_Passage_.
***
I didn't say we did not have money to fix the pipes. A friend is helping. But we have not had plumbing for 6 days now and it's stressful (we probably won't have water for at least a few more days). And the truth is that we're quite strapped right now. I don't think that's unusual either for the end of the year and what we've been through. It's all "just one more thing!"

I think it is fair to be criticized for being spoiled and selfish. That's partly why I came here--for a reality check. I asked for it! What I'm hearing is "you have nothing to complain about, you're spoiled, now get back to work, it could be worse." Fair enough--but it is also true that we never know someone's whole story, and invalidating what little we do know can cause damage rather than building that person toward a solution. 

Anyway I am actually feeling a lot more like I can go out there and find a way to contribute as well as feel rewarded and appreciated--without the resentment. It's been a very tough year. I'm ready for something different.


----------



## Enginerd (May 24, 2011)

questar1 said:


> I'm trying to find what's helpful in the criticism.
***
_Dataset entries_.
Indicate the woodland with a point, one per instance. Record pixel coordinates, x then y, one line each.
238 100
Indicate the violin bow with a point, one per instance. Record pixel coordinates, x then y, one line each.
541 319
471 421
***
_Task requirements_.
1 – For each statement about the forum thread above, say yes or no according to whether it agrees with the thread, and quote the deciding words. (a) The household has gone without plumbing for six days. (b) The writer says there was no money to fix the pipes. (c) The writer came to the forum partly for a reality check.
2 – Print the part of the forum thread that begins at the words "I didn't say" and stops after the words "toward a solution.".
3 – Carry on the forum thread about the plumbing outage from where it stops.

_Answers below_.
1 –
(a) Yes: "we have not had plumbing for 6 days now"
(b) No: "I didn't say we did not have money to fix the pipes."
(c) Yes: "That's partly why I came here--for a reality check."

2 –
I didn't say we did not have money to fix the pipes. A friend is helping. But we have not had plumbing for 6 days now and it's stressful (we probably won't have water for at least a few more days). And the truth is that we're quite strapped right now. I don't think that's unusual either for the end of the year and what we've been through. It's all "just one more thing!"

I think it is fair to be criticized for being spoiled and selfish. That's partly why I came here--for a reality check. I asked for it! What I'm hearing is "you have nothing to complain about, you're spoiled, now get back to work, it could be worse." Fair enough--but it is also true that we never know someone's whole story, and invalidating what little we do know can cause damage rather than building that person toward a solution.

3 –
> 
> FWIW I worked the entire time I was earning each of my graduate degrees as well as in between (a span of 30 years). Somewhere in there I also found the time to have 3 kids and do a lot of community work as well. After the D, I qualified on my own for a mortgage to buy back my own home. My kids (who all have jobs BTW and are all in school) receive from my parents what would have eventually come to me as inheritance. It was a choice we made. I wanted to take the burden off my H. But of course in a marriage it's hard not to share resources and he is a very generous, kind person. For instance, we're all on his health insurance.
> 
> ...


Everyone has their own story. My childhood was awful and I could go on and on about how it affected my life. However, I choose not to be a victim and to embrace the life I have now. I am the master of my destiny. No one else makes my choices. Once I make a choice I own it forever. Your what I call a Perma-Victim who always has an excuse. The reason I replied to you is I thought that you might have a chance to wakeup. Your obviously intelligent but the logic you use to justify your complaints is circular and foggy. Your problems are what are commonly refered to as first world problems. Your struggle is not about life and death. Its about why you believe your entitlements are important to everyone else.


----------



## questar1 (Aug 4, 2011)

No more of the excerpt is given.